== TEXTE SOURCE ==
L’avion se pose sur le tarmac bien trop tôt pour un samedi, mais déjà, malgré l’heure matinale, le soleil catalan règne dans un ciel bien dégagé — forcément azur. Nous sommes le samedi 27 février, soit une journée avant le début officiel des premières conférences du Mobile World Congress, et comme de nombreux anonymes qui grouilleront pendant une semaine autour du palais de congrès de Barcelone, nous rejoignons la ville par les airs dès les premières heures du week-end pour préparer le marathon qui vient.
Que peut-on écrire sur le MWC que nous n’avons jamais écrit ?
Avant de quitter Paris, nous nous interrogions : que peut-on écrire sur le MWC que nous n’avons jamais écrit ? Disposerons-nous de suffisamment de temps pour saisir, à pleines mains, quelque chose dans l’air de la capitale catalane ? Une chose qui ne serait ni un smartphone, ni une interview, mais au moins une idée, un angle, une histoire : un imprévu en somme. D’un côté, il y a déjà les collègues qui préparent leurs papiers, de l’autre les vidéastes qui veulent immortaliser des plans insolites de la reine catalane, ses ruelles et ses gaudismes. Entre eux, la rédaction de Numerama, hagarde.
===
== CONTENU DES DONNÉES ==
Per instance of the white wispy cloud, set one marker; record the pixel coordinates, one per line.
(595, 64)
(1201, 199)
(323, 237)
===
• **CONSIGNES**:
[1] Que dit le texte sur le MWC ?
(a) Quel jour l'avion se pose-t-il sur le tarmac ?
(b) Autour de quel bâtiment les anonymes grouilleront-ils pendant une semaine ?
(c) Quelle rédaction est décrite comme hagarde ?
[2] Pouvez-vous réécrire le passage du texte sur le MWC allant de « Avant de quitter » jusqu'à « de Numerama, hagarde. », en remplaçant « Paris » par « Lyon » ?

• **RÉPONSES**:
[1]
(a) Le samedi 27 février.
(b) Autour du palais de congrès de Barcelone.
(c) La rédaction de Numerama.

[2]
Avant de quitter Lyon, nous nous interrogions : que peut-on écrire sur le MWC que nous n’avons jamais écrit ? Disposerons-nous de suffisamment de temps pour saisir, à pleines mains, quelque chose dans l’air de la capitale catalane ? Une chose qui ne serait ni un smartphone, ni une interview, mais au moins une idée, un angle, une histoire : un imprévu en somme. D’un côté, il y a déjà les collègues qui préparent leurs papiers, de l’autre les vidéastes qui veulent immortaliser des plans insolites de la reine catalane, ses ruelles et ses gaudismes. Entre eux, la rédaction de Numerama, hagarde.